Kolay değil, basit bir meseleyi çözmüyoruz; bambaşka bir Türkiye’ye doğru yol alıyoruz.
Bahçeli bile, hamasî konuşmalarının içine biraz tarih, biraz kavram bilgisi kokan cümleler serpiştirmeye başladı.
Henüz aydınları “laçkalaşmış demokrasi taraftarları” gibi, biraz dikta özlemi kokan sözlerle eleştirmeye devam ediyor; ama eyalet sisteminin geçmişine dair kamuoyunu aydınlatmayı da ihmal etmiyor.
Demokrasinin en laçkalaşmış biçimi bile, ülkeyi silah tehdidi ile yönetmekten iyidir. Bu ülkeyi bir arada tutan dinamikler çok kuvvetli. Silahın gölgesi aklımızın ve gönlümüzün üzerinden kalktıktan sonra, birlikte üstesinden gelemeyeceğimiz sorun, aşamayacağımız engel yok.
Keşke eyalet sistemini, sonuna kadar açık bir zihinle tartışabilsek. Karanlık bir köşeye sıkıştığınız zaman, çok uzaklarda bulanık görülen yerler size cazip gelir.
Yanına yaklaştığınız zaman matah bir şey olmadığını anlarsınız. Eyalet tartışması bir şeyleri tüketmek için sonuna kadar yapılmalı. Türkiye eyalet sistemine geçmez, geçemez.
Yeter ki ne olduğu anlaşılabilsin. Öfkeyle, hiddetle, arada “hain”, “sapık” ithamlarıyla tartışılabilecek bir konu değil sadece. Siyasî, idarî sistemlerin hiçbiri Allah’ın emri değil; hepsi insan yapımı.
Ölçüp biçer tartarsınız ve birlikte karar verirsiniz. En iyi siyasî sistem, halkın üzerinde mutabık olduğu sistemdir. Mutabakat, sistemin düzgün işlemesinin garantisidir.
Öfke ve şiddet, bugüne kadar verimli, yol gösterici tartışmaları da engelledi. Hatta basit siyasî kavramlar silah ve cephane gibi kullanıldığı için kutsallık veya nefret sembollerine dönüştü.
Bu yüzden savunanlar tarafından da yeteri kadar anlaşılamadı. Federal sistem, üniter sistemin karşıtı; ulus devlet ise çok milletli imparatorlukların veya konfederasyonların.
Hem federal, hem de üniter sistem çağımızın ulus devlet yapısının genelgeçer örnekleri. Devleti diğer kurumlardan ayıran bariz vasıf olan egemenlik ikiye ayrılıyor: İçeride devletin kendi vatandaşlarına ve diğer kurumlara karşı kullandığı en üstün otorite olarak iç egemenlik; diğeri de diğer devletlere karşı kendi hak ve hukukunu korumak için kullandığı dış egemenlik.

_Sorular_.
1. Alıntının "Yeter ki ne" ifadesiyle başlayıp "imparatorlukların veya konfederasyonların." ifadesiyle biten bölümünü olduğu gibi yazıya geçiriniz.
2. Alıntıda tırnak işaretleri arasında verilen ifadelerin tamamını sıralayınız.
Sunulan verilere çözüm sırasında ihtiyaç duyulmamaktadır.

_Sağlanan Veriler_.
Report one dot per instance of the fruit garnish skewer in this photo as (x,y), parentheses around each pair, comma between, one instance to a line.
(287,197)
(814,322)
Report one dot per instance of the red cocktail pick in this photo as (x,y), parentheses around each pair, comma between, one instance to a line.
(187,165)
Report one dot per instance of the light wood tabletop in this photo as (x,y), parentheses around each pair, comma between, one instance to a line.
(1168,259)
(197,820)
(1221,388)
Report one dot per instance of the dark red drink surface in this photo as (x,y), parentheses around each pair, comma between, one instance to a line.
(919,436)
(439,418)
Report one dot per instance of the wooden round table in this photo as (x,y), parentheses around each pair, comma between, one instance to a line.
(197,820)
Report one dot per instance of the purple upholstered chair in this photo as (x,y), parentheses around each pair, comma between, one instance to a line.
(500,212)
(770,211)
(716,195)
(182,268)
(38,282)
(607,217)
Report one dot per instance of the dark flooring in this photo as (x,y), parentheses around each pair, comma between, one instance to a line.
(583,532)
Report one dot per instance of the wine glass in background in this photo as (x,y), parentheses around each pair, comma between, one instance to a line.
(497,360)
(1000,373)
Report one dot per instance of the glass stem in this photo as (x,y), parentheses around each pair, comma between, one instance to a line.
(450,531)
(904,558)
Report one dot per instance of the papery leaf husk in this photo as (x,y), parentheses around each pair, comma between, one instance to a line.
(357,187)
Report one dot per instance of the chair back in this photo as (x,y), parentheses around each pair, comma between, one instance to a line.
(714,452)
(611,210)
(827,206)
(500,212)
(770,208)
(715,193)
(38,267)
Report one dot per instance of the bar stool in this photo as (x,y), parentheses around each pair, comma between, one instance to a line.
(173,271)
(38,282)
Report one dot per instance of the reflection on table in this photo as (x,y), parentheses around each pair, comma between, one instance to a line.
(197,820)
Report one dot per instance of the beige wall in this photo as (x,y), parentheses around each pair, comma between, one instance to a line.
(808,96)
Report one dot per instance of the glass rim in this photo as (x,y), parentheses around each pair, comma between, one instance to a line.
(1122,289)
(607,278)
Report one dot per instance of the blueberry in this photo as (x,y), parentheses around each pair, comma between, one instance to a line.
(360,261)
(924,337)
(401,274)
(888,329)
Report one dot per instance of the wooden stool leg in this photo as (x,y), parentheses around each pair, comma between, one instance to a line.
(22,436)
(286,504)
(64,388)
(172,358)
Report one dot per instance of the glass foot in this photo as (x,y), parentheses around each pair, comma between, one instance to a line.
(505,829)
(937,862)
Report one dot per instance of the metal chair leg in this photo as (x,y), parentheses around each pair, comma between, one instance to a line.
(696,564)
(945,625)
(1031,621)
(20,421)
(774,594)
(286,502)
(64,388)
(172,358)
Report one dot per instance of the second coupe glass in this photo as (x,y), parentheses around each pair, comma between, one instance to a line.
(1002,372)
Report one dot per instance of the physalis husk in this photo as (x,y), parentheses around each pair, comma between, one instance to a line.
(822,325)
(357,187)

_Cevaplar_.
1.
Yeter ki ne olduğu anlaşılabilsin. Öfkeyle, hiddetle, arada “hain”, “sapık” ithamlarıyla tartışılabilecek bir konu değil sadece. Siyasî, idarî sistemlerin hiçbiri Allah’ın emri değil; hepsi insan yapımı.
Ölçüp biçer tartarsınız ve birlikte karar verirsiniz. En iyi siyasî sistem, halkın üzerinde mutabık olduğu sistemdir. Mutabakat, sistemin düzgün işlemesinin garantisidir.
Öfke ve şiddet, bugüne kadar verimli, yol gösterici tartışmaları da engelledi. Hatta basit siyasî kavramlar silah ve cephane gibi kullanıldığı için kutsallık veya nefret sembollerine dönüştü.
Bu yüzden savunanlar tarafından da yeteri kadar anlaşılamadı. Federal sistem, üniter sistemin karşıtı; ulus devlet ise çok milletli imparatorlukların veya konfederasyonların.

2. laçkalaşmış demokrasi taraftarları; hain; sapık